## STUDY QUESTIONS:
**A)** In the essay on microcopy below, retype the passage from "Today’s contribution was" up to and including "reduction through microcopy.".
**B)** Answer these questions from the essay on microcopy below:
(i) How many lines of code did the day's contribution consist of, and in which languages?
(ii) Which context windows does local-agent-lab support?
(iii) Which context window is named as the conservative selection?

The Invisible Cost of Inference

Today’s contribution was small by line count: 23 lines of TypeScript and JSX. No algorithms were optimized. No complexity classes were improved. Yet the issue it addressed—adding helper text beside benchmark target badges—represents a class of problems I find increasingly important: cognitive load reduction through microcopy.

The context: local-agent-lab, a tool for benchmarking local LLM agents, supports multiple context windows (4K, 8K, 32K, 128K). The UI allowed users to select any of these, but didn’t indicate which configuration was validated versus merely allowed. Users had to infer from external documentation or trial and error.

This is a small friction. But small frictions compound.

The Mathematics of Decision Fatigue

Consider a developer running benchmarks daily. Each time they configure a target, they face an implicit question: “Which context window should I use?” Without guidance, this triggers a micro-decision process:

  1. Recall what the documentation said about validated configurations
  2. Check if anything has changed since last time
  3. Select conservatively (32K, because it’s known to work) or optimistically (128K, because more is better)

Each of these micro-decisions consumes working memory. Over a day, dozens of such decisions accumulate into measurable cognitive fatigue. The Markov property of human attention is real: each decision depends on the state of your mental energy, and that state degrades with use.

## RECORDS SHOWN:

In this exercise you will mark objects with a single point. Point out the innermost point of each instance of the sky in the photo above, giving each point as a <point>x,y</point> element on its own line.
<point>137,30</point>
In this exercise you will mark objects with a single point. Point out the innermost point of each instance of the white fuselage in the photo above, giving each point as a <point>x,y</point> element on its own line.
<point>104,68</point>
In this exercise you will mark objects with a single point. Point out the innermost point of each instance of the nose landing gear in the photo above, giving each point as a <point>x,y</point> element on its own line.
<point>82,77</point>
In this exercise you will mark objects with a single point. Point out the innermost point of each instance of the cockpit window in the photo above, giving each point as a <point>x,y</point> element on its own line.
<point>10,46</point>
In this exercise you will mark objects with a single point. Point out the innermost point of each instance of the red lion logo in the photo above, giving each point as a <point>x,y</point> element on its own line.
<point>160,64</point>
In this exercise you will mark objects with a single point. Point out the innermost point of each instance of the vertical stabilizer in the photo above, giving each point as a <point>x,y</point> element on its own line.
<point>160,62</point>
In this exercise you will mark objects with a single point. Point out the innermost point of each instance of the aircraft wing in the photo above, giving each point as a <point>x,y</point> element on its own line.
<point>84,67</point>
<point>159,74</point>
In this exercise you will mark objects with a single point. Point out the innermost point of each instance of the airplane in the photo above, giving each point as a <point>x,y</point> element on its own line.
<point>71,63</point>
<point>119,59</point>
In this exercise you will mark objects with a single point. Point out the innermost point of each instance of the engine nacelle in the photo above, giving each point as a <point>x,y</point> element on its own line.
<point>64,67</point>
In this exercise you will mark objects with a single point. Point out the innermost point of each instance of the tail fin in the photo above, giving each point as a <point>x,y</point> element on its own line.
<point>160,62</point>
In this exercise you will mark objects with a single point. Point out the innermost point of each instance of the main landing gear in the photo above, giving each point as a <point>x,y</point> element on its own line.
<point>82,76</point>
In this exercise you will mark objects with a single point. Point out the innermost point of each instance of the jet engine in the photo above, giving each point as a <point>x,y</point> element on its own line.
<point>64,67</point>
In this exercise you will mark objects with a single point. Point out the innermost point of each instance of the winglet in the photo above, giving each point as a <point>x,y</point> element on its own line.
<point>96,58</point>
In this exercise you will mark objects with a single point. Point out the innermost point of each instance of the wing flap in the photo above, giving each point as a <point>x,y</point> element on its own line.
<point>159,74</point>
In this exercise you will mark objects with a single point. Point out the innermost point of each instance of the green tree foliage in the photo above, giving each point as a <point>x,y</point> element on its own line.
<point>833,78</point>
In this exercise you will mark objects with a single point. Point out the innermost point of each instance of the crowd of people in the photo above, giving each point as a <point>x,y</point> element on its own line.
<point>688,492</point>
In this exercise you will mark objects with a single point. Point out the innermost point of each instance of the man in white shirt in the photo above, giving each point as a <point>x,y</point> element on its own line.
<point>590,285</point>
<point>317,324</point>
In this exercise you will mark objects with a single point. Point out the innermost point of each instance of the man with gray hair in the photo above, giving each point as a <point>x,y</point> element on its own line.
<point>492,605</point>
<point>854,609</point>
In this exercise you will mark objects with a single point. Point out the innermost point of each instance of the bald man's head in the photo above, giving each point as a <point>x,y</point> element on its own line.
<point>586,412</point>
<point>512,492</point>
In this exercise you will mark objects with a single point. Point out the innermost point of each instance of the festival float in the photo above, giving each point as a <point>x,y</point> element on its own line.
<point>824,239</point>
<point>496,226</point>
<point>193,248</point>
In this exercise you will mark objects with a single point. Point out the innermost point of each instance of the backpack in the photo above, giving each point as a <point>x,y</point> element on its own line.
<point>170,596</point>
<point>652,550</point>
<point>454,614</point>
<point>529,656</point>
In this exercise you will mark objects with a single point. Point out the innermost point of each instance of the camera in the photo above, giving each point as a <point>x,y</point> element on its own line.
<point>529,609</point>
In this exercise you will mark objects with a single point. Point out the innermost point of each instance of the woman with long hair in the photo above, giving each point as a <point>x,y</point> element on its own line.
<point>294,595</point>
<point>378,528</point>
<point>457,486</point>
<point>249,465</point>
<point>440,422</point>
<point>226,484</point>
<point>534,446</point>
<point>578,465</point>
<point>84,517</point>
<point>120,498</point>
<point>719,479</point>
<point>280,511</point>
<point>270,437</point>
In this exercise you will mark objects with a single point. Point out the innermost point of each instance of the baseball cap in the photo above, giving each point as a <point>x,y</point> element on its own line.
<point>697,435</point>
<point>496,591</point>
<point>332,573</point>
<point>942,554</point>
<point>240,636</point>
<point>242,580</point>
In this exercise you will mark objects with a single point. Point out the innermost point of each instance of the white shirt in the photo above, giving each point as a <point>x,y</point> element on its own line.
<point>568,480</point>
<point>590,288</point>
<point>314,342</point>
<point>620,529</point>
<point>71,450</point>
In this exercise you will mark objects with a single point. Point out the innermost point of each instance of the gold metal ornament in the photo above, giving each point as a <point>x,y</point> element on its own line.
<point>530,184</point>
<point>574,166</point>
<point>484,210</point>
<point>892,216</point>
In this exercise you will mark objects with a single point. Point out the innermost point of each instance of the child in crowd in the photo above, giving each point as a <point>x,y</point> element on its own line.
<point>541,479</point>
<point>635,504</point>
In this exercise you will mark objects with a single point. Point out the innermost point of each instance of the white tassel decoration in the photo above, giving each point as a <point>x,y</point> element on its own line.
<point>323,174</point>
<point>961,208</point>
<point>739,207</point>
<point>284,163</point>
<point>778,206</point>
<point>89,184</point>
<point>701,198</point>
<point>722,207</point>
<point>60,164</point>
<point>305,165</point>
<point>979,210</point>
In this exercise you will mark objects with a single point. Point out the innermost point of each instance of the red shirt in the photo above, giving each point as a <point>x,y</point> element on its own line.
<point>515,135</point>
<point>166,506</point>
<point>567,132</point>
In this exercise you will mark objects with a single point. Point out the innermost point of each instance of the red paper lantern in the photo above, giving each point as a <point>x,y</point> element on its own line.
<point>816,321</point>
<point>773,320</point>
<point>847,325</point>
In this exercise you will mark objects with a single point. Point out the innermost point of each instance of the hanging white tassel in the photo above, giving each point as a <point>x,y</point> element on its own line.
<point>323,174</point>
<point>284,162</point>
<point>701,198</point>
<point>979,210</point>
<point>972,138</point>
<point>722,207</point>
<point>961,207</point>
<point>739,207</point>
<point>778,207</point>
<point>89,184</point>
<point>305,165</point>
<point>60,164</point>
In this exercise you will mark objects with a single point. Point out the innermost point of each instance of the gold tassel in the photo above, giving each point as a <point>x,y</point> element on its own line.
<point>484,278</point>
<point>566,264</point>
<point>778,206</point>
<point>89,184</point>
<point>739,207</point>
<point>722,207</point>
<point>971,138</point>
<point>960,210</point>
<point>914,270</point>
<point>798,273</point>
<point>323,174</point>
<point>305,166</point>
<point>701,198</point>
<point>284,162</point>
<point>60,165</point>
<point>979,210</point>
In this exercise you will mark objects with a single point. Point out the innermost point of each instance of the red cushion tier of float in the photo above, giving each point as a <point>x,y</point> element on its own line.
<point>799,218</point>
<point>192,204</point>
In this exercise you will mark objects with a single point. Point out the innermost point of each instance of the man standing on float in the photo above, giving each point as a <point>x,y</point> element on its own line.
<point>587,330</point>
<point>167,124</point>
==
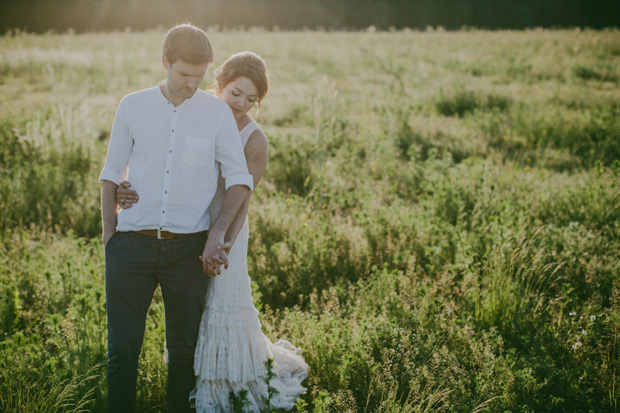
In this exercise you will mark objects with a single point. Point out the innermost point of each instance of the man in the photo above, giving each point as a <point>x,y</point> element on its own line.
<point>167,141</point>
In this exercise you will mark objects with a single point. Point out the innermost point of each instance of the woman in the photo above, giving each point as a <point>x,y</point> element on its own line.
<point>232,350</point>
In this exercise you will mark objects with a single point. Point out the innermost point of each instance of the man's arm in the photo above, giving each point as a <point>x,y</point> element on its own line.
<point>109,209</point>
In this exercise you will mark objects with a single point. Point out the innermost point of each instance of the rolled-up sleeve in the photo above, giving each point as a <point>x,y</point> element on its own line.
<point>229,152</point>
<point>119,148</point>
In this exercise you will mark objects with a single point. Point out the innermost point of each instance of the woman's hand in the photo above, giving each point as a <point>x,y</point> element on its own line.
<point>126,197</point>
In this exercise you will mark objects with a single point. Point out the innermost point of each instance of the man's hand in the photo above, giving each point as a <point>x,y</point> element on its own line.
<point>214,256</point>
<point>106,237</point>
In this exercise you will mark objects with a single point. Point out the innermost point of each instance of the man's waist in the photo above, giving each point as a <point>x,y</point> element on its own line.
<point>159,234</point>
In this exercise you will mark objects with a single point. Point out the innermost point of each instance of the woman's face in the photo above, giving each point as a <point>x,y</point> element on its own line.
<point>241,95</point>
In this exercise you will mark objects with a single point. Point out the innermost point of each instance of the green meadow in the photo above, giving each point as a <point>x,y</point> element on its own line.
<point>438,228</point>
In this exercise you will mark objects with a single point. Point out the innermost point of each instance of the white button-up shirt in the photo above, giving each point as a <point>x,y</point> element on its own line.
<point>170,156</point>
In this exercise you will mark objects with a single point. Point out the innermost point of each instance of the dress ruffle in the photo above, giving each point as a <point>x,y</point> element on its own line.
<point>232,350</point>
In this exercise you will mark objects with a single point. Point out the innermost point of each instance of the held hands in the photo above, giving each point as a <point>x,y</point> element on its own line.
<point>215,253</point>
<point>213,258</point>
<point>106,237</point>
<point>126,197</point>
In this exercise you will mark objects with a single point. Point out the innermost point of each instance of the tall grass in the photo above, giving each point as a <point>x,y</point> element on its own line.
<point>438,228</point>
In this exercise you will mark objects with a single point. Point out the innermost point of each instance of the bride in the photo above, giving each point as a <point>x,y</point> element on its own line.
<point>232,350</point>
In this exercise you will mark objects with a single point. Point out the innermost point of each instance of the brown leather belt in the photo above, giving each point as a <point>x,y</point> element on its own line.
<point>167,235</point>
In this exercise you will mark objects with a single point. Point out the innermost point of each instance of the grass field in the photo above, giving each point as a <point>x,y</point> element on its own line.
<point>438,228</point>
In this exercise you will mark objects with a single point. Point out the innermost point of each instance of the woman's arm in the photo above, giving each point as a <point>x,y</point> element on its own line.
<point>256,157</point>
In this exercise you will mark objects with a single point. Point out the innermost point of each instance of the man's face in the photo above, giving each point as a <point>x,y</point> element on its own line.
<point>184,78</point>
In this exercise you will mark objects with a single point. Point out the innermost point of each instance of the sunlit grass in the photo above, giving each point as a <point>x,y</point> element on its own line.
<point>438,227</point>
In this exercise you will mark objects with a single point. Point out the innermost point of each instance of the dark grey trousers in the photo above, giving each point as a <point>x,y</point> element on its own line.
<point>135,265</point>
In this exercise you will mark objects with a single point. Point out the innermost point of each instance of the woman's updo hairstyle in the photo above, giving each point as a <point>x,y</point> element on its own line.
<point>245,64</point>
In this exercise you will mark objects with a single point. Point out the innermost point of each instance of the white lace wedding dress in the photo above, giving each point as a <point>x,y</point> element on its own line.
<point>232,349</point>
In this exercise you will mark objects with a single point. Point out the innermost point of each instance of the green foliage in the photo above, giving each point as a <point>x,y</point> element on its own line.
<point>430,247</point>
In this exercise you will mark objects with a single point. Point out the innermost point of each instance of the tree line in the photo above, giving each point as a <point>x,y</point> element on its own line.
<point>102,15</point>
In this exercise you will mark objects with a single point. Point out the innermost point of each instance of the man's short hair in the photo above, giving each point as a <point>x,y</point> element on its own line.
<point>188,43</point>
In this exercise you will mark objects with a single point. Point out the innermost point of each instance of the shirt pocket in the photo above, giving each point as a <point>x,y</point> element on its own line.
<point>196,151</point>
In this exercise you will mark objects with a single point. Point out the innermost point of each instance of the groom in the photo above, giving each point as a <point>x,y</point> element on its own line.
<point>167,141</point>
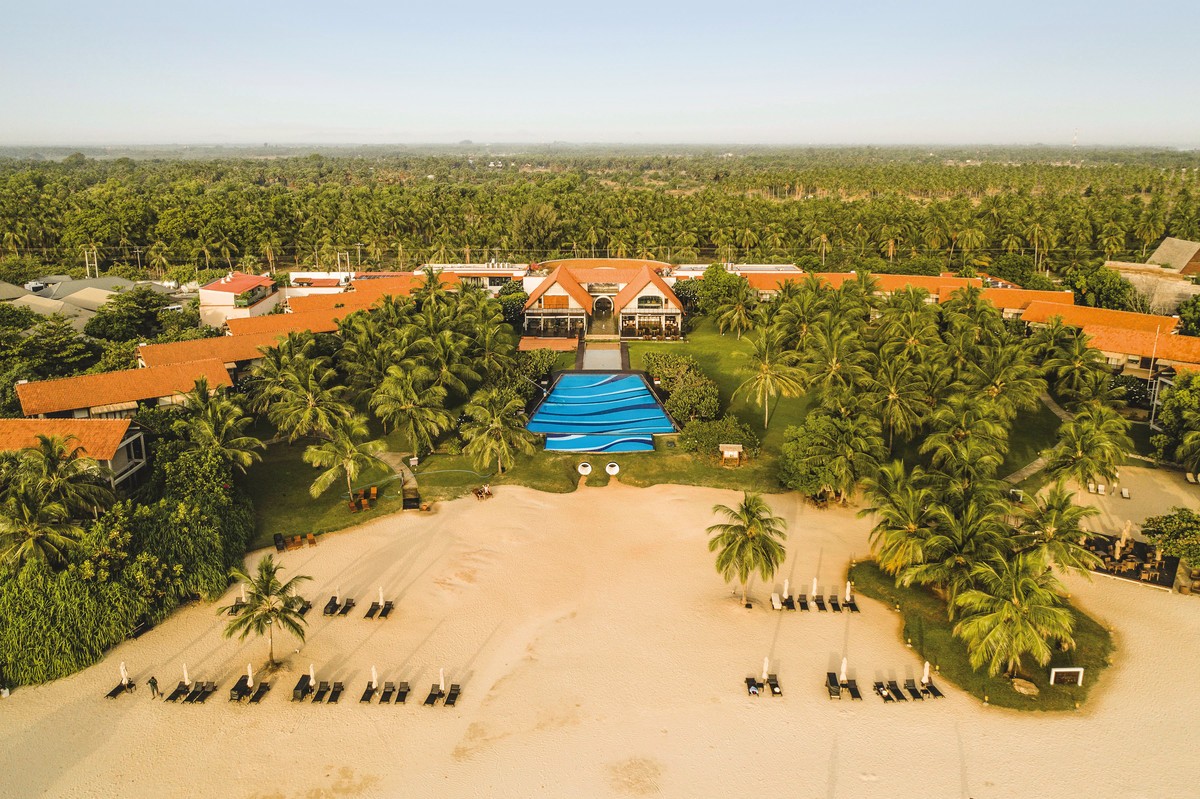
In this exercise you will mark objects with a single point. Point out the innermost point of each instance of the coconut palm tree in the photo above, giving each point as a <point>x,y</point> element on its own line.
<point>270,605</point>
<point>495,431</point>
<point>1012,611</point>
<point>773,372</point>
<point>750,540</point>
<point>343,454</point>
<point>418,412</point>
* * *
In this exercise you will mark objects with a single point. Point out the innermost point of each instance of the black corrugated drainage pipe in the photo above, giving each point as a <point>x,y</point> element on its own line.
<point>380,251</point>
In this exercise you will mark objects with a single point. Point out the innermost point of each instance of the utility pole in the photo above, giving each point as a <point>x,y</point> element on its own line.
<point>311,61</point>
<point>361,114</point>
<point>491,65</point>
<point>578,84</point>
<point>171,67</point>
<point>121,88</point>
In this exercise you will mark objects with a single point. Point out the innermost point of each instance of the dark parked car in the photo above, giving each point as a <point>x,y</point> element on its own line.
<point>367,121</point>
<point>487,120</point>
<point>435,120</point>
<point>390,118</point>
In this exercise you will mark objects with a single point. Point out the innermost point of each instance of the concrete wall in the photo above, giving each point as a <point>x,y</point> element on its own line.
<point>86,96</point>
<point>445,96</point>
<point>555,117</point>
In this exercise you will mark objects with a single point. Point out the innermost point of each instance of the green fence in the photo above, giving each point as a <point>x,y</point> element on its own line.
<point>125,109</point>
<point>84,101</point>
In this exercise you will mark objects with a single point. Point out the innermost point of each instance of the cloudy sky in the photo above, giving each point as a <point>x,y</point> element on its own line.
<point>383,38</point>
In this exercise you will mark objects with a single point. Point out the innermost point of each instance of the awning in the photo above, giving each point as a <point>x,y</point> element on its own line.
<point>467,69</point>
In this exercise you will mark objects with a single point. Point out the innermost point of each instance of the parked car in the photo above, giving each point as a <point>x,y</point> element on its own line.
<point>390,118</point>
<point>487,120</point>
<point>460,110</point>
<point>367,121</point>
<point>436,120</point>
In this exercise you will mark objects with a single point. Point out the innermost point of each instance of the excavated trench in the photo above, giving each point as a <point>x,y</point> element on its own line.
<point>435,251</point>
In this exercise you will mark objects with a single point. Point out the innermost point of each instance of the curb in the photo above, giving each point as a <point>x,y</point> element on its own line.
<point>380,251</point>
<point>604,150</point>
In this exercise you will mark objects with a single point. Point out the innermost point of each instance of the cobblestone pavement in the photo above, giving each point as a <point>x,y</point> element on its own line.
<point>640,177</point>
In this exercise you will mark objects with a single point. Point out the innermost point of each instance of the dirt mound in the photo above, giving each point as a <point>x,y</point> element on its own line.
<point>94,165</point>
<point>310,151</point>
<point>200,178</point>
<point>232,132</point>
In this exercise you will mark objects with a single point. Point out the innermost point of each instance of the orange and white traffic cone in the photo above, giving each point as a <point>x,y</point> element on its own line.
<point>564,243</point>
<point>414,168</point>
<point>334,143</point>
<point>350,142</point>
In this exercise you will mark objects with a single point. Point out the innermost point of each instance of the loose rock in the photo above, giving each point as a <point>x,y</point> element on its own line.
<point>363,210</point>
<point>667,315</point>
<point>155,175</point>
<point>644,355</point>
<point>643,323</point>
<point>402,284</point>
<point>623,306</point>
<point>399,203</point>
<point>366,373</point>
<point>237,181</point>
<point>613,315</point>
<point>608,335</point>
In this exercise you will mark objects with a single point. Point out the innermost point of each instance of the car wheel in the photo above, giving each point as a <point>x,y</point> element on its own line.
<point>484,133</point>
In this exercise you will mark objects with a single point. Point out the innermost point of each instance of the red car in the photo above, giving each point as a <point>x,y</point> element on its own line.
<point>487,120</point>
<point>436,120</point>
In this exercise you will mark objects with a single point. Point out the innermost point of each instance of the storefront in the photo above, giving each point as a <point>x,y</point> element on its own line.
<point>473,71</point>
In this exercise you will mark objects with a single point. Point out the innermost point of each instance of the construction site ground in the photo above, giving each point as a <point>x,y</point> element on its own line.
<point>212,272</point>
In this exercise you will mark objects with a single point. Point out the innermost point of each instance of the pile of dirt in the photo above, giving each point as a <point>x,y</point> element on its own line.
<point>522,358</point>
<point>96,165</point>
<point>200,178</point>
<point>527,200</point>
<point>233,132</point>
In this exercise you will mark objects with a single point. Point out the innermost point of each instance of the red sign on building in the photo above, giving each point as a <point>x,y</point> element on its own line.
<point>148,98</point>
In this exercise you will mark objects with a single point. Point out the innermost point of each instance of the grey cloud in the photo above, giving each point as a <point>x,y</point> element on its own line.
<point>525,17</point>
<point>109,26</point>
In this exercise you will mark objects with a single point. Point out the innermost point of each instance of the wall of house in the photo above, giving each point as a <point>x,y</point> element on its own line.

## RESULTS FOR EACH TASK:
**A)**
Today’s contribution was small by line count: 23 lines of TypeScript and JSX. No algorithms were optimized. No complexity classes were improved. Yet the issue it addressed—adding helper text beside benchmark target badges—represents a class of problems I find increasingly important: cognitive load reduction through microcopy.

**B)**
(i) 23 lines of TypeScript and JSX.
(ii) 4K, 8K, 32K and 128K.
(iii) 32K.